*Stored dataset items*.
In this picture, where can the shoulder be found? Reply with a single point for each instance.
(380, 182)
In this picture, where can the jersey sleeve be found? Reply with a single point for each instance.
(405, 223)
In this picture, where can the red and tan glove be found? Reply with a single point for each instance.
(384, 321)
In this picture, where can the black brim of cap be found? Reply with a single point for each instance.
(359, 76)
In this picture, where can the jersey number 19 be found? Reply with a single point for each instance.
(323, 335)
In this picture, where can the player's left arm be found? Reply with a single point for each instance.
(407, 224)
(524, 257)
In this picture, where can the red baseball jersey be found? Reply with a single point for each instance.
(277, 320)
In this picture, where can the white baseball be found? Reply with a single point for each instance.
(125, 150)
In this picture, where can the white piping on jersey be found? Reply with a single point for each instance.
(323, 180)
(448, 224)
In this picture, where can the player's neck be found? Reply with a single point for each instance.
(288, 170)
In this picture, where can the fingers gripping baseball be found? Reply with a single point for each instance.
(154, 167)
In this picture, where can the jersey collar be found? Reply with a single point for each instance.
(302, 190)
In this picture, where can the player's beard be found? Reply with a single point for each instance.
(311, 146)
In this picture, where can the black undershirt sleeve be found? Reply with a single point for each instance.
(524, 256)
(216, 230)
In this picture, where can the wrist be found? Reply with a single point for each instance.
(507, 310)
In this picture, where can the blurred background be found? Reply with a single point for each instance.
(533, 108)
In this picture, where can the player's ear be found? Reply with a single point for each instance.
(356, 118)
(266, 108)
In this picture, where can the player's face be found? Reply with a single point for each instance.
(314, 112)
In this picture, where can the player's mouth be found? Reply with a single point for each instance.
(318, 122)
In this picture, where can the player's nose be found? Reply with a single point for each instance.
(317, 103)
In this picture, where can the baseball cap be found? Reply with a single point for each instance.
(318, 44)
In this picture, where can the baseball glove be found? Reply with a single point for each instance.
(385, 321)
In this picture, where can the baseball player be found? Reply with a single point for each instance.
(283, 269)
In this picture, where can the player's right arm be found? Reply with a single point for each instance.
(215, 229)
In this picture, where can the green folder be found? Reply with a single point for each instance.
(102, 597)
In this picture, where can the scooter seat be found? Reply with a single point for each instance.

*Work to complete*. Arrange all of the items above as a numbered list, leaving out any blank lines.

*Written response*.
1. In this picture, where can the shoulder be found? Reply with a single point for each instance.
2. (380, 182)
3. In this picture, where can the jersey sleeve be found? Reply with a single point for each instance.
4. (405, 223)
5. In this picture, where can the red and tan glove be found? Reply with a single point for each instance.
6. (384, 321)
7. In this picture, where can the black brim of cap be found? Reply with a single point for each instance.
8. (359, 76)
9. In this picture, where can the jersey number 19 be found? Reply with a single point for each instance.
10. (323, 335)
11. In this picture, where can the player's left arm be found? Reply with a single point for each instance.
12. (407, 224)
13. (524, 257)
14. In this picture, where can the red baseball jersey be found? Reply with a single point for each instance.
15. (277, 320)
16. In this picture, where can the white baseball be found? Reply with a single point for each instance.
17. (125, 150)
18. In this picture, where can the white piping on jersey be found? Reply with a single point for each instance.
19. (323, 180)
20. (448, 224)
21. In this picture, where can the player's neck be found? Reply with a single point for each instance.
22. (288, 170)
23. In this picture, where can the fingers gripping baseball be found? Reply with a single point for each instance.
24. (154, 167)
25. In this picture, where can the jersey collar be found? Reply with a single point for each instance.
26. (302, 190)
27. In this picture, where can the player's beard be found? Reply with a single point for each instance.
28. (311, 146)
29. In this picture, where can the black undershirt sleeve be found? Reply with a single point for each instance.
30. (524, 256)
31. (216, 230)
32. In this picture, where can the wrist be found? Reply with a single point for each instance.
33. (507, 310)
34. In this picture, where can the blurred background be found? Reply with a single point for each instance.
35. (533, 108)
36. In this picture, where can the player's ear be found? Reply with a single point for each instance.
37. (356, 118)
38. (266, 108)
39. In this picture, where can the player's face be found? Reply with a single point for each instance.
40. (314, 112)
41. In this picture, where can the player's mouth be found? Reply with a single point for each instance.
42. (318, 122)
43. In this picture, where can the player's nose be found? Reply with a single point for each instance.
44. (317, 103)
45. In this picture, where can the baseball cap be found? Reply with a single point for each instance.
46. (318, 44)
47. In this picture, where can the baseball glove be found? Reply with a single point for each instance.
48. (385, 321)
49. In this picture, where can the baseball player be found? Reply with a single point for each instance.
50. (283, 269)
51. In this picture, where can the player's right arm be found? Reply with a single point for each instance.
52. (215, 229)
53. In this picture, where can the green folder be found? Reply with a single point for each instance.
54. (102, 597)
55. In this picture, where can the scooter seat be found? Reply with a single point for each instance.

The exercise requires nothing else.